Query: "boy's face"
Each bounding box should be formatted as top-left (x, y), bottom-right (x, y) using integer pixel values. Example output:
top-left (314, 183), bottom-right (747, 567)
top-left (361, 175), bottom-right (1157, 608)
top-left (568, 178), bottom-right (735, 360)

---------------

> Instruction: Render every line of the listing above as a numbered list, skipping any blank lines.

> Solution for this problem:
1. Query: "boy's face"
2. Each bounding box should be formatted as top-left (x, y), bottom-right (x, y) using integer pixel values. Example output:
3. top-left (314, 183), bottom-right (747, 567)
4. top-left (361, 175), bottom-right (1157, 608)
5. top-left (568, 178), bottom-right (735, 360)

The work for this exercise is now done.